* **Task prompt**
Transcribe all of the listing below in full.
[Opening Records for this task section]
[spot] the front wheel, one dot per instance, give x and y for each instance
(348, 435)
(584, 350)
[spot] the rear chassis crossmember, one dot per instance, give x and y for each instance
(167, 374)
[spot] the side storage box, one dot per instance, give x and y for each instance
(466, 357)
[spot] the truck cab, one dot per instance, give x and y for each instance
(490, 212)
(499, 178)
[Closing Records for this task section]
* **Solution for this task**
[spot] the front wheel, one dot per instance, give x and y for each instance
(348, 435)
(584, 350)
[spot] the rear chassis crossmember, one dot per instance, give x and y for each instance
(167, 374)
[spot] the side storage box, one dot per instance, give x and y for each instance
(466, 357)
[spot] the truck cab, one dot per instance, give x and y for each instance
(490, 212)
(499, 178)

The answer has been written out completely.